> _PROBLEM TO WORK ON_
Quote the rows below verbatim, beginning with the first line and ending with the line that contains "<point>302,222</point>", including both of those lines.

> _DATA PROVIDED_
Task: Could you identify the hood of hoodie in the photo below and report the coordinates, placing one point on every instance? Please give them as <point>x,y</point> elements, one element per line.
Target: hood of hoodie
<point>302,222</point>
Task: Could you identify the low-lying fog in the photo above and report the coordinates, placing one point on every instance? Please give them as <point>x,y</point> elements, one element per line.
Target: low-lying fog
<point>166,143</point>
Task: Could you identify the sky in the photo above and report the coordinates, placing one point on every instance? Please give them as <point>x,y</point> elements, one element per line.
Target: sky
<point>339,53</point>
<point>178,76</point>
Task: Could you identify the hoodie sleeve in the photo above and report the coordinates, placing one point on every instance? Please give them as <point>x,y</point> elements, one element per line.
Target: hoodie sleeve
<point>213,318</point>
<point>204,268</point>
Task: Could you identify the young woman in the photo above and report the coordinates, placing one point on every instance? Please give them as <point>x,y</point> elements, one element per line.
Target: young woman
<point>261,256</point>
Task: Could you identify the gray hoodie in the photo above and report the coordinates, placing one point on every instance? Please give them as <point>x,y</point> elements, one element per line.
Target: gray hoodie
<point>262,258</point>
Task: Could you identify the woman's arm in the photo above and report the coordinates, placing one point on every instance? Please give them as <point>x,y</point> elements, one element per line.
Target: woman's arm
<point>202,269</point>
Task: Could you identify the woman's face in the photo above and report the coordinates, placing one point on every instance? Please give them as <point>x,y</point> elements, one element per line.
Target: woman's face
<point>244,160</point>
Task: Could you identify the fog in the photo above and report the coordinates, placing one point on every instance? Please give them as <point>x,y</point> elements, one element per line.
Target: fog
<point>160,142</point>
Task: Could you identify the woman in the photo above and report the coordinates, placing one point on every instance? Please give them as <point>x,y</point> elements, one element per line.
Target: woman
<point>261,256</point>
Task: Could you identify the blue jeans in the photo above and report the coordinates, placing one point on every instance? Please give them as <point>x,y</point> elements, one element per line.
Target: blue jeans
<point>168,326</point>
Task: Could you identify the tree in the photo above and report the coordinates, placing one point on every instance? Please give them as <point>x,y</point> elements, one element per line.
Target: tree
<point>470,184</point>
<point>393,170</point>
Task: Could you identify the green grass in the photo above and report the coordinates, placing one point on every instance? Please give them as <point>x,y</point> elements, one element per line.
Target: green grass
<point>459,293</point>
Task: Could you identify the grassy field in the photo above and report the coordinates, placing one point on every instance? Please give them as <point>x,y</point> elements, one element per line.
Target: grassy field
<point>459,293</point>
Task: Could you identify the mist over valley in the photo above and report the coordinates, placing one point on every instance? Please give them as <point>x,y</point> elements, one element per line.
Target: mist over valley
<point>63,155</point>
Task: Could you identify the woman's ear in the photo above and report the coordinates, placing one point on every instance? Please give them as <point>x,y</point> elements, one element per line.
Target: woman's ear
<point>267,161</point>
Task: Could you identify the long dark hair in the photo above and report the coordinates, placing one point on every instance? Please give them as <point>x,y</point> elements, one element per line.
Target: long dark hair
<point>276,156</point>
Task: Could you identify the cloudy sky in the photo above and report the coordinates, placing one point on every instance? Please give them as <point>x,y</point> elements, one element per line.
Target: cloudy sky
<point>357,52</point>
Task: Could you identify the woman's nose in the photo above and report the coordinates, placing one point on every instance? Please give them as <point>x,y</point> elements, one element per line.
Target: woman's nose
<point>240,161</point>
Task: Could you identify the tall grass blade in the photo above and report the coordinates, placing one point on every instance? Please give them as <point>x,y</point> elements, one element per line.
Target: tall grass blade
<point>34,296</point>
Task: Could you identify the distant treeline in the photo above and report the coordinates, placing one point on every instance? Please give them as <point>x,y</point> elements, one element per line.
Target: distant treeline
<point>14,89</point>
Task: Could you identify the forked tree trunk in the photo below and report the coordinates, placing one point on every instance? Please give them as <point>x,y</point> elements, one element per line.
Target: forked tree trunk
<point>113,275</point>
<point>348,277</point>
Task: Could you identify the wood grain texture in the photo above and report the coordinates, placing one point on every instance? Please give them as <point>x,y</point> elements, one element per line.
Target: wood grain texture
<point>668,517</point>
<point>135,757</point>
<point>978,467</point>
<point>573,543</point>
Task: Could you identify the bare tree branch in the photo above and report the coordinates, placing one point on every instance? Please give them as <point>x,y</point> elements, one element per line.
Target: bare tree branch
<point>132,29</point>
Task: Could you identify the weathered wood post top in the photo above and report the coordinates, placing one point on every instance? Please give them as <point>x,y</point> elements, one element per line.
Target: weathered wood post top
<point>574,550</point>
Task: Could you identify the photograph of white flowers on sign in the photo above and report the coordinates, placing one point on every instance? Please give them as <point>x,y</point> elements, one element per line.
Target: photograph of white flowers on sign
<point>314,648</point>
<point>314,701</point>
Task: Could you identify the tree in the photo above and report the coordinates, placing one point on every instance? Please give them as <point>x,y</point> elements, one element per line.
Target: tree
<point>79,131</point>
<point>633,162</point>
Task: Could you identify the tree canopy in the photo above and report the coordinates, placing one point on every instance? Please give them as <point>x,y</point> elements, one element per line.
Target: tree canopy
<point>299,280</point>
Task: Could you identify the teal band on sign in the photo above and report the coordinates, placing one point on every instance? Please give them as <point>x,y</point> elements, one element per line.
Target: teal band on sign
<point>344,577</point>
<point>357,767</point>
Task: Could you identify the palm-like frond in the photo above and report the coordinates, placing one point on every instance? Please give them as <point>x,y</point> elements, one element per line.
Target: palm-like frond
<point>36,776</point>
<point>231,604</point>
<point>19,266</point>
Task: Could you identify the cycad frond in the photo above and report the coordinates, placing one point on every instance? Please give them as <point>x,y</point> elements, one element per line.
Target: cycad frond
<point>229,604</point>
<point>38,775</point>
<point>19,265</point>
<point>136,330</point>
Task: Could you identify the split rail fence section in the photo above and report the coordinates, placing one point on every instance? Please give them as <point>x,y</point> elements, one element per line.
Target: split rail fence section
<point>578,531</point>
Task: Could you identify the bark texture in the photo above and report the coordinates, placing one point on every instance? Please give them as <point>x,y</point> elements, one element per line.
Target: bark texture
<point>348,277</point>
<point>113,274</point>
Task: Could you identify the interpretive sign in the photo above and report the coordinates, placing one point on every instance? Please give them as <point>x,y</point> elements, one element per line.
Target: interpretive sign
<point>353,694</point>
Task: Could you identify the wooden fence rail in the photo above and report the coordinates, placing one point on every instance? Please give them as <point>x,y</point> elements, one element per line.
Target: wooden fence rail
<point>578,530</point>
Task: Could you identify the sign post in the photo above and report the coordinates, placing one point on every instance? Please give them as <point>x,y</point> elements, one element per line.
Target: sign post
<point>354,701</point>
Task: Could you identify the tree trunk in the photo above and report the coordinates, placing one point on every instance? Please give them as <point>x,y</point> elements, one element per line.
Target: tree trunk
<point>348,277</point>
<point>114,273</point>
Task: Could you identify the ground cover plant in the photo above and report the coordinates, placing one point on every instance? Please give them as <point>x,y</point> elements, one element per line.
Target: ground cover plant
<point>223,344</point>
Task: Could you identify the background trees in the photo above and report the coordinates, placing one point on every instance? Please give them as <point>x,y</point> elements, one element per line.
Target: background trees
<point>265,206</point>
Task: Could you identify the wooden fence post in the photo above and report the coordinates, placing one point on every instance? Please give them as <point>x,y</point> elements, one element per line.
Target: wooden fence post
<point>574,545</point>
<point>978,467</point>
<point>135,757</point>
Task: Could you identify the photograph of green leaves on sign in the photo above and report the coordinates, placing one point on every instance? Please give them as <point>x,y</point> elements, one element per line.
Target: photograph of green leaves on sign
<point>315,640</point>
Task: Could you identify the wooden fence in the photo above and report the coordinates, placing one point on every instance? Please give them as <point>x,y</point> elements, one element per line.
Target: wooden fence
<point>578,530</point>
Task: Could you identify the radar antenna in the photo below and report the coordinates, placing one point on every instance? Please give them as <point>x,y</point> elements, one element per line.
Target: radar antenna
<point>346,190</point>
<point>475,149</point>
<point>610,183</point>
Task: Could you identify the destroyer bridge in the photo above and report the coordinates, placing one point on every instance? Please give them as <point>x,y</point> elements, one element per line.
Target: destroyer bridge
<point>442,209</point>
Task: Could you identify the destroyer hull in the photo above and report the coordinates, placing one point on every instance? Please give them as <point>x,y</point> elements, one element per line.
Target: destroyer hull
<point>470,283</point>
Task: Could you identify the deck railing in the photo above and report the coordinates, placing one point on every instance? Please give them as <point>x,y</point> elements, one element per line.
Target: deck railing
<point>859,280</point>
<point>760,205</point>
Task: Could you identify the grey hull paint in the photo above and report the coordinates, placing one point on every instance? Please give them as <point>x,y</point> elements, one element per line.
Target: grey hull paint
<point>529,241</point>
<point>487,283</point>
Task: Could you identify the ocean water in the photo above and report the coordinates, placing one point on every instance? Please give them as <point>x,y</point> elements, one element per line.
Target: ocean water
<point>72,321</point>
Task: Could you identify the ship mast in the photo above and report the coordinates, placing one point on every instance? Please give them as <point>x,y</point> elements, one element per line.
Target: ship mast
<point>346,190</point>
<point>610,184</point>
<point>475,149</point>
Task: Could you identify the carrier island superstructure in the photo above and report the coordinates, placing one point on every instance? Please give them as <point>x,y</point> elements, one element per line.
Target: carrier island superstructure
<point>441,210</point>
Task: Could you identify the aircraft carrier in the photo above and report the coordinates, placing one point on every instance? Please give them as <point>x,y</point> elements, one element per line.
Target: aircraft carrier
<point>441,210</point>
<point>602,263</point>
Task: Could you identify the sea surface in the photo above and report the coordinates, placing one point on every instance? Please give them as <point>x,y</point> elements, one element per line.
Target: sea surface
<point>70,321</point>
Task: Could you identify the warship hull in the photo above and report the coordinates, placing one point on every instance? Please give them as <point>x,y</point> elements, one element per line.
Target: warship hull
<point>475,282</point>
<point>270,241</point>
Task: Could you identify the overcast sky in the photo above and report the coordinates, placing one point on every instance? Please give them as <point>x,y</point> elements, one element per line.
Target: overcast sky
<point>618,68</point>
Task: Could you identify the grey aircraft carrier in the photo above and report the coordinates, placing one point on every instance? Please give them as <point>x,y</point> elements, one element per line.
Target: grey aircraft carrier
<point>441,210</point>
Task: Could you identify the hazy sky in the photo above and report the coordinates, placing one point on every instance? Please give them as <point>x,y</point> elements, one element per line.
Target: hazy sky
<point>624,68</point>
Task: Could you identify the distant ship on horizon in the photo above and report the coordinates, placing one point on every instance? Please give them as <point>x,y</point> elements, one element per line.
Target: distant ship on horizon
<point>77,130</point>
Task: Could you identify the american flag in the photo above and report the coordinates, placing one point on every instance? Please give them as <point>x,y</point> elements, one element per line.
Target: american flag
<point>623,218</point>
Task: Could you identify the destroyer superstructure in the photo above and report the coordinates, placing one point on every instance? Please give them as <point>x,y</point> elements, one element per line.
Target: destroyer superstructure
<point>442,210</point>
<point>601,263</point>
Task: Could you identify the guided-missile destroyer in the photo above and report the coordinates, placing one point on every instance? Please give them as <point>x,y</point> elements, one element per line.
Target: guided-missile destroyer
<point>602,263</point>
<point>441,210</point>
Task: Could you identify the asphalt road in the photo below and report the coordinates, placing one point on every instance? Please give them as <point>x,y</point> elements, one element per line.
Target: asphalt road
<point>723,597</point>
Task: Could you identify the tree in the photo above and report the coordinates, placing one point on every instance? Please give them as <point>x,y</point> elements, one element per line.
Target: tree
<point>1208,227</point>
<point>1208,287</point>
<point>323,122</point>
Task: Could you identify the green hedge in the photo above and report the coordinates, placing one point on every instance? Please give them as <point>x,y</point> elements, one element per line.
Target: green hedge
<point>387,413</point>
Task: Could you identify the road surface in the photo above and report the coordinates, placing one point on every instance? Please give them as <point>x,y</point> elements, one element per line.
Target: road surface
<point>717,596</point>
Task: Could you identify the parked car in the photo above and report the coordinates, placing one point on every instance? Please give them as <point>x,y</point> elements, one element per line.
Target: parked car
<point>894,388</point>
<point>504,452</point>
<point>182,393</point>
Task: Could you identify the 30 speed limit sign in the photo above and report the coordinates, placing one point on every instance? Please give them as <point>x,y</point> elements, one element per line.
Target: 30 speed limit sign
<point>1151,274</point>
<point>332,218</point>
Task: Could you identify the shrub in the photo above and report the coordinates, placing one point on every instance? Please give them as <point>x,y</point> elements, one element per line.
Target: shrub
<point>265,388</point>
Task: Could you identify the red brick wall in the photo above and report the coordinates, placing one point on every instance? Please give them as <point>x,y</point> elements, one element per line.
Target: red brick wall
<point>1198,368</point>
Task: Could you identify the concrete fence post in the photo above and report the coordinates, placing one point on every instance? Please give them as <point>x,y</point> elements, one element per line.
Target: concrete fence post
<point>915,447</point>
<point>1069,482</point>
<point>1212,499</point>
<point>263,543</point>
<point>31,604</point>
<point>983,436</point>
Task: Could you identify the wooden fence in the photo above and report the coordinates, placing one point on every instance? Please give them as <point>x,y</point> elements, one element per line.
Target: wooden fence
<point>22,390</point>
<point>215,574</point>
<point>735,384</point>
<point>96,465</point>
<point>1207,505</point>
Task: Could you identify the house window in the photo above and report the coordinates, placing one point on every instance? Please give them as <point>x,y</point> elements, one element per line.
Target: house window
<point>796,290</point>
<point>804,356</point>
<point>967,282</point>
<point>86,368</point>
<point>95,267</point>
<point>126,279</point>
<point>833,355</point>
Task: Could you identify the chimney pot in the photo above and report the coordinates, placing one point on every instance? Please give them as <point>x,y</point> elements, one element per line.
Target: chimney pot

> _SOLVED PROBLEM_
Task: Could you identify the hood of hoodie in the photo below and report the coordinates, placing one point on every instance? Please give them as <point>x,y</point> elements, one element per line.
Target: hood of hoodie
<point>302,222</point>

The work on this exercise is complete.